GIVEN TASK: Count the lines in the data below that contain the string "target". Give only the number.

RECORDS SUPPLIED:
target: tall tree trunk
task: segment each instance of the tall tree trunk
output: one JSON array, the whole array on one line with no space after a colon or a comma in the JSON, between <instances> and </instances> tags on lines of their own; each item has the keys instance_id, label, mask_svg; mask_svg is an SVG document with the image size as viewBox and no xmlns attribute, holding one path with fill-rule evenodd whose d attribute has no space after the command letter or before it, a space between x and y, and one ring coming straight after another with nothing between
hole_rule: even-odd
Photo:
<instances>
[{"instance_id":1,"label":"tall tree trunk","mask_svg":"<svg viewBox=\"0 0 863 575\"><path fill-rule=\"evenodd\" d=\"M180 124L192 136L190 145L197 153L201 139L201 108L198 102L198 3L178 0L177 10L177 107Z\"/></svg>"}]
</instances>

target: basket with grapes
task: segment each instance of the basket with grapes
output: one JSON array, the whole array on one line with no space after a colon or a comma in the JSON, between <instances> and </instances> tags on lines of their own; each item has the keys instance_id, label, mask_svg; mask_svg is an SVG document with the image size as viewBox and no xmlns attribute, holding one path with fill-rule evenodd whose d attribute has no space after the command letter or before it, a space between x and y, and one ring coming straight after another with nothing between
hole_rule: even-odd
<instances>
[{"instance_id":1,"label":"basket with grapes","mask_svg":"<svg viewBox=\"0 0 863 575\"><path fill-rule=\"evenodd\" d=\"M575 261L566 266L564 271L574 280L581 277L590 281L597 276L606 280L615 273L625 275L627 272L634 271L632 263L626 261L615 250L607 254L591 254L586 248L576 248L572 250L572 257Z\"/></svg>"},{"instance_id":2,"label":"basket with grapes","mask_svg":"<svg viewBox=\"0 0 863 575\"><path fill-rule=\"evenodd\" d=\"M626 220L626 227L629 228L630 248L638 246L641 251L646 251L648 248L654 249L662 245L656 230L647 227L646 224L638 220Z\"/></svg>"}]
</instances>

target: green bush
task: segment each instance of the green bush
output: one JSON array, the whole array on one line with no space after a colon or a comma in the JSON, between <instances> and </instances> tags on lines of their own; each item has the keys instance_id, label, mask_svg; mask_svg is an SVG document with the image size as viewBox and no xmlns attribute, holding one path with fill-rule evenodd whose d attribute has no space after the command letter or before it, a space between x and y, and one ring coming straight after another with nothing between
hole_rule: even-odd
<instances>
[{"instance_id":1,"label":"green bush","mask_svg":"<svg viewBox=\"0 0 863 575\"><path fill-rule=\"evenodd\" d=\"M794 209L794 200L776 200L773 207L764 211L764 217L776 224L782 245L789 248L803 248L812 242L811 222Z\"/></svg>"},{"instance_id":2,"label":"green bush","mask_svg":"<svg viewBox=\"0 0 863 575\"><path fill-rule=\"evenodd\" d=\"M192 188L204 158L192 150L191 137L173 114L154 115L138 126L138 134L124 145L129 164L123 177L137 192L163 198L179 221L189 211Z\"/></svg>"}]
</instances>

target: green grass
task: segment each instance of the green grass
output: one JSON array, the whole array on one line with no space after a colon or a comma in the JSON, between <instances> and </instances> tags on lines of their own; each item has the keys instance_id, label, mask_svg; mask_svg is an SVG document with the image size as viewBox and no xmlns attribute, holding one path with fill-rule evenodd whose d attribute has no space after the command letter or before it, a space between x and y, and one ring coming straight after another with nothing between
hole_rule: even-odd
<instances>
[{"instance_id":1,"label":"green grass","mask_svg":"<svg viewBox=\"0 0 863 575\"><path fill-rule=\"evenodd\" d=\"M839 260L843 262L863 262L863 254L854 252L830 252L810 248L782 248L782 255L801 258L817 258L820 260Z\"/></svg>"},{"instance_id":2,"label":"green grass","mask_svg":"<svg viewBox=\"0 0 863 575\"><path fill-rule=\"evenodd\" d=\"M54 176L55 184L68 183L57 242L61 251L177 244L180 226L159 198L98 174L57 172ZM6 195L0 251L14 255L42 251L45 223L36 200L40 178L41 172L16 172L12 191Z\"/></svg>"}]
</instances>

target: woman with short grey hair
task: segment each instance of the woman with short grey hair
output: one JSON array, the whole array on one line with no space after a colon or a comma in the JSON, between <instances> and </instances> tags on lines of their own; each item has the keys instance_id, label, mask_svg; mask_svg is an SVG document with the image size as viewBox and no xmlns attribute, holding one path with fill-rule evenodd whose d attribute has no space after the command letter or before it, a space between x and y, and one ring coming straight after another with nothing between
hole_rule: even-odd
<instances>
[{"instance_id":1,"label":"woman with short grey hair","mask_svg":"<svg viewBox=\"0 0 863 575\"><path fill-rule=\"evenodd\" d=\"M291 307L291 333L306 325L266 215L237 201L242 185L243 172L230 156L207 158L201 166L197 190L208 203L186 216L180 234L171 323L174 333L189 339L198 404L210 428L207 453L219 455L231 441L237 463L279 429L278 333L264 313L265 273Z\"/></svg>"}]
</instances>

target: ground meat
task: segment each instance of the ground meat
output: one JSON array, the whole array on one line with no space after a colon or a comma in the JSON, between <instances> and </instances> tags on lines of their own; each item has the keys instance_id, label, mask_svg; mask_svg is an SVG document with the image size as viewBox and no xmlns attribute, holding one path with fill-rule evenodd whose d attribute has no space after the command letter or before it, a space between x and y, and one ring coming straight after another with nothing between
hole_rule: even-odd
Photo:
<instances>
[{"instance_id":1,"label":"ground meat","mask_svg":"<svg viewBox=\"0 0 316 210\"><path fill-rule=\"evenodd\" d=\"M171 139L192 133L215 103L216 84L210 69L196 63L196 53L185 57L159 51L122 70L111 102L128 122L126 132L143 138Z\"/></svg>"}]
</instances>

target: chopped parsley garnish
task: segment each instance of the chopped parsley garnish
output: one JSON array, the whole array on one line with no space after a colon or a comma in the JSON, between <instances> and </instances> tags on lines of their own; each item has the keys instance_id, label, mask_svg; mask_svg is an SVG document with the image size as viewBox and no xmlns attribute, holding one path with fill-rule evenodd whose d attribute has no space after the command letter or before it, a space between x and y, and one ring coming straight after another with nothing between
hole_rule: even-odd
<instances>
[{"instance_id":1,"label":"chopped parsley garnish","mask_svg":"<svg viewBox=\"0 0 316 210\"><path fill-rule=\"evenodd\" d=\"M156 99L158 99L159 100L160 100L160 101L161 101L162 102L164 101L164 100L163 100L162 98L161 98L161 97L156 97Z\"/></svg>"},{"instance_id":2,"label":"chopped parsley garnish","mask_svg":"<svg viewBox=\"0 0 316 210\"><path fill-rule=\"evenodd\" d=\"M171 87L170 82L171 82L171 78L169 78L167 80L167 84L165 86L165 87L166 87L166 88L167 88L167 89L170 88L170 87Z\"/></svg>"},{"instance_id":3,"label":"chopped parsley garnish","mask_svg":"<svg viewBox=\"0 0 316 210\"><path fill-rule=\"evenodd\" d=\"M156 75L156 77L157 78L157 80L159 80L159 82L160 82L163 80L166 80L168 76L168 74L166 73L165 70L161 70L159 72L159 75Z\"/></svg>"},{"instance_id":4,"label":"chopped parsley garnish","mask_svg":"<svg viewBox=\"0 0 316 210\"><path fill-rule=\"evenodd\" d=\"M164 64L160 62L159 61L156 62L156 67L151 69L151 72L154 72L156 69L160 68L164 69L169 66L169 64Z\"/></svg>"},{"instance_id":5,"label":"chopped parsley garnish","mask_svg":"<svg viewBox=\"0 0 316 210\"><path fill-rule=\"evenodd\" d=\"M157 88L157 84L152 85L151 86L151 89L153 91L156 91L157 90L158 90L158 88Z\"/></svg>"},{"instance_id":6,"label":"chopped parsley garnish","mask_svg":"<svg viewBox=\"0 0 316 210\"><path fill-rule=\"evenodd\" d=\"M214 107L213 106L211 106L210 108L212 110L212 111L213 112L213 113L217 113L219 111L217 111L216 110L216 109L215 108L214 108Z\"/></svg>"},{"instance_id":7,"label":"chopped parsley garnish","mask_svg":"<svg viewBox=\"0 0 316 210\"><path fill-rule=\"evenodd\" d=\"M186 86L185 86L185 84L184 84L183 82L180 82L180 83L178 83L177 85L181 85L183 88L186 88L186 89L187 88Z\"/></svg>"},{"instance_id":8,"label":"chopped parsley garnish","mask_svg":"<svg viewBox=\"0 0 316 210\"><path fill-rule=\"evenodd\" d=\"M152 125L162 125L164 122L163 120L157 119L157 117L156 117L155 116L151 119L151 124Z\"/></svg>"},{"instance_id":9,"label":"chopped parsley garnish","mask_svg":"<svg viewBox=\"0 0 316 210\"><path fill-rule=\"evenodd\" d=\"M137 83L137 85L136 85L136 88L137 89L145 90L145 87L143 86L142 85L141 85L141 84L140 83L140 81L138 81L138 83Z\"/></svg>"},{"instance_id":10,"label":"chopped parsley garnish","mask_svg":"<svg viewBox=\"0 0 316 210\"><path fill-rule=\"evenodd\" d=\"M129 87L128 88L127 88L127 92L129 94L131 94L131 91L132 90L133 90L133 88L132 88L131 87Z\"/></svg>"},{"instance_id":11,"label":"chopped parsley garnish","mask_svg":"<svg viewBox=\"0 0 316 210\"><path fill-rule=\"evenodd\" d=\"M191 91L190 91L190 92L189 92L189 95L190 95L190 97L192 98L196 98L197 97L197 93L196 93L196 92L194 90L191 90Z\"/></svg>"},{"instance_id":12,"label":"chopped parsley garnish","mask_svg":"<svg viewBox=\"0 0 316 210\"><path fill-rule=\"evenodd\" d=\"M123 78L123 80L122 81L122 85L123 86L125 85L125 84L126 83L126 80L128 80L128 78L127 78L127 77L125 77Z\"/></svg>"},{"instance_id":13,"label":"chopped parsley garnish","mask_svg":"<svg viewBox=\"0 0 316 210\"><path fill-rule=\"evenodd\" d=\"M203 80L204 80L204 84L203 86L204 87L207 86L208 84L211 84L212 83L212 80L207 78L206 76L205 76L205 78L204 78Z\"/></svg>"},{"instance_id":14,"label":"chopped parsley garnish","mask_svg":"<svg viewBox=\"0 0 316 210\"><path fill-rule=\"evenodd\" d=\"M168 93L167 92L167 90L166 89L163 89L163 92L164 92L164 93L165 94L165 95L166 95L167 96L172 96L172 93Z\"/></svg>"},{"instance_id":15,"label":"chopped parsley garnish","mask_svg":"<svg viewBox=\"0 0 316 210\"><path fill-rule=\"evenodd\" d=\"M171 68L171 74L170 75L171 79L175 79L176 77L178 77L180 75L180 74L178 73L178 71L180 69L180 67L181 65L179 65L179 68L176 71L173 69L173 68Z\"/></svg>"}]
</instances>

COMPLETED EXERCISE: 7